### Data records
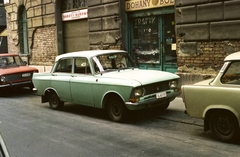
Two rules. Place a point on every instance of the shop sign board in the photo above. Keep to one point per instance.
(132, 5)
(6, 1)
(75, 15)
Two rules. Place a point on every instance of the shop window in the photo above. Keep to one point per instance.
(73, 4)
(23, 30)
(145, 40)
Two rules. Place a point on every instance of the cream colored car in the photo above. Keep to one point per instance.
(217, 101)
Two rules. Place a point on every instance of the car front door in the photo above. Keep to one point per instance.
(81, 82)
(61, 77)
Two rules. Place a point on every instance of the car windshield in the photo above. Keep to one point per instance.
(111, 62)
(10, 61)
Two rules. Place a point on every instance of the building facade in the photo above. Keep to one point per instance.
(190, 38)
(3, 37)
(207, 31)
(39, 30)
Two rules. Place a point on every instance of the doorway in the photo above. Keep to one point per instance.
(153, 42)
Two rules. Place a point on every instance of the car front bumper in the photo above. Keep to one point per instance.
(16, 84)
(152, 102)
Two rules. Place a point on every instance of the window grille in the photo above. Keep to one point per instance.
(73, 4)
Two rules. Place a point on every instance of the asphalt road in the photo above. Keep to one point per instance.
(32, 129)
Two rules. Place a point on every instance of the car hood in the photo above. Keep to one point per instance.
(20, 69)
(141, 76)
(204, 83)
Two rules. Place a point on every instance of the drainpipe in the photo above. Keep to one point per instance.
(59, 26)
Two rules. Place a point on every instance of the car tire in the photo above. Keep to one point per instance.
(163, 107)
(224, 126)
(54, 101)
(117, 111)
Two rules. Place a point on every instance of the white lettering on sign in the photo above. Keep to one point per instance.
(75, 15)
(133, 5)
(6, 1)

### What you should do
Starting with the line that contains "Two rules. Place a point on every instance of the asphalt", print every line through the end of the entries above exactly as written, both boundary lines included, and nothing else.

### Expected answer
Two rules. Place a point on every instance of the asphalt road in the photo above. Keep to one point per instance.
(32, 129)
Two rules. Place a point on every instance of the car hood in the photo above. Keep to one point per instance.
(20, 69)
(141, 76)
(204, 83)
Two rules. Place a point on every instance of the drainpipe in the photo above. Keep to one point per instance.
(59, 26)
Two rules. Place a point on every instance of the car tire in the photo above. Keep to one point per instance.
(163, 107)
(224, 126)
(54, 101)
(117, 111)
Two rules. Place a point on every instance of the white lettering on sign in the photo above. Keep to one point per instance.
(75, 15)
(133, 5)
(6, 1)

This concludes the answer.